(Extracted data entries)

================

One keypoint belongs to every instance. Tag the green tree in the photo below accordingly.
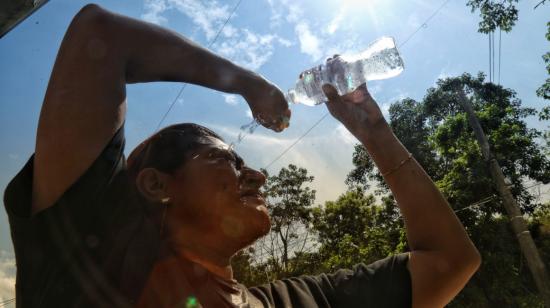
(437, 132)
(289, 200)
(503, 15)
(354, 229)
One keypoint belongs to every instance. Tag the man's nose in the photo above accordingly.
(252, 178)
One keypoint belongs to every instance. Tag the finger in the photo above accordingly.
(330, 92)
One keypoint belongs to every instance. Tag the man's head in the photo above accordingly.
(213, 196)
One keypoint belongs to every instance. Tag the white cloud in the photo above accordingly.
(310, 44)
(231, 99)
(240, 45)
(326, 157)
(7, 276)
(335, 22)
(153, 9)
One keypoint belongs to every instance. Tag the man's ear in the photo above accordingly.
(152, 184)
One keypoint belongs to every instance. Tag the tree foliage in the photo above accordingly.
(503, 15)
(437, 132)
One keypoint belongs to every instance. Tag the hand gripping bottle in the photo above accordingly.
(380, 60)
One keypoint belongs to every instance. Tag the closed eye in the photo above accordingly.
(230, 156)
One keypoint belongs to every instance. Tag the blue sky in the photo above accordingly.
(278, 39)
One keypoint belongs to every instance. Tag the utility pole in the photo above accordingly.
(519, 226)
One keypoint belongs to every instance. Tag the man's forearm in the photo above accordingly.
(430, 222)
(152, 53)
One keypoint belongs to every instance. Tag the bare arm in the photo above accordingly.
(85, 102)
(442, 257)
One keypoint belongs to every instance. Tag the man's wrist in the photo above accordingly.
(375, 134)
(247, 83)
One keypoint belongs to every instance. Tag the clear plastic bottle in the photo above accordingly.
(380, 60)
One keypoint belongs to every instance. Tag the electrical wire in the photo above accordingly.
(209, 45)
(499, 51)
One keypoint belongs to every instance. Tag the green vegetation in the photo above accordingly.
(361, 226)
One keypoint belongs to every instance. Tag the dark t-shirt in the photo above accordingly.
(95, 247)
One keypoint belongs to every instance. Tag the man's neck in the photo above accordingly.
(218, 266)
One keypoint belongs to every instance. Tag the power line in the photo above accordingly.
(499, 51)
(297, 140)
(423, 25)
(209, 45)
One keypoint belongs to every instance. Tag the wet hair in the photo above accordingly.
(168, 149)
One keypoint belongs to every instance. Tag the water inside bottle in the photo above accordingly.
(380, 60)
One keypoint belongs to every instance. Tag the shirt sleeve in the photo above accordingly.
(80, 196)
(50, 245)
(384, 283)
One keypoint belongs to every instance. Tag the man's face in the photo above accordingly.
(216, 196)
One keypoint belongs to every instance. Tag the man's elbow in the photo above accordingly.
(91, 17)
(468, 263)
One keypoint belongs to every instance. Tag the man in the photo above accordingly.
(160, 232)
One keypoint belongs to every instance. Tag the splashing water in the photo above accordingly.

================

STATED PROBLEM:
Change "Tag" to "Mark" in every one of the entries above and write them out again with nothing else altered. Leave the pictures out.

RESULT OF THE EXERCISE:
One keypoint belongs to every instance. Mark the green tree in the photo below accordingly.
(437, 132)
(289, 200)
(503, 15)
(354, 229)
One keypoint belongs to every instance. Mark the man's nose in the photo above accordingly.
(252, 178)
One keypoint belongs to every instance. Mark the finger in the photo above accordingly.
(330, 92)
One keypoint belongs to every instance. Mark the man's head in the photo above accordingly.
(213, 196)
One keypoint belongs to every instance. Mark the white cloud in the photo above accordingly.
(310, 44)
(231, 99)
(240, 45)
(326, 157)
(7, 276)
(335, 22)
(153, 9)
One keypoint belongs to every instance. Mark the man's ear in the photo above accordingly.
(152, 184)
One keypoint belongs to every instance. Mark the tree foliage in the photo above accordingly.
(503, 15)
(437, 132)
One keypoint belongs to every instance. Mark the hand gripping bottle in the photo above accordingly.
(380, 60)
One keypoint belongs to every instance. Mark the closed eye in the photo above accordingly.
(230, 156)
One keypoint belongs to every instance. Mark the blue sky in the photo above accordingly.
(278, 39)
One keypoint belongs to every instance. Mark the utility pole in the photo above accordingly.
(519, 226)
One keypoint belongs to every instance. Mark the man's forearm in the photo above accordingly.
(430, 222)
(152, 53)
One keypoint belongs to every instance. Mark the bare arm in the photo above accordingly.
(85, 102)
(442, 257)
One keypoint belongs to every instance. Mark the man's wrist in the photo above accordingly.
(375, 134)
(247, 83)
One keypoint belongs to every instance. Mark the clear plastic bottle in the photo above accordingly.
(380, 60)
One keypoint belongs to every instance. Mark the electrical wire in the photo above accordingly.
(209, 45)
(499, 51)
One keypoint belongs to every instance. Mark the green vegetation in the photo above accordingly.
(361, 226)
One keypoint belongs to every instance. Mark the dark t-shirt in the photo above accordingly.
(95, 247)
One keypoint belongs to every instance. Mark the man's neck in the photo above accordingly.
(218, 266)
One keypoint belongs to every instance. Mark the power line in the photo above accordingly.
(499, 51)
(297, 140)
(423, 25)
(209, 45)
One keypoint belongs to every instance. Mark the wet hair in the photo above accordingly.
(168, 149)
One keypoint belongs to every instance. Mark the water inside bottle in the photo above accordingly.
(380, 60)
One keypoint belongs to every instance. Mark the shirt sleeve in the photo above accordingly.
(80, 196)
(50, 245)
(384, 283)
One keypoint belongs to every instance. Mark the man's face in the photo above accordingly.
(216, 196)
One keypoint belongs to every instance. Mark the man's elbow in the photo above accordingly.
(91, 17)
(468, 263)
One keypoint belongs to every instance. Mark the man in the photo above accordingly.
(160, 232)
One keypoint belongs to every instance. Mark the splashing water in the photo above accordingly.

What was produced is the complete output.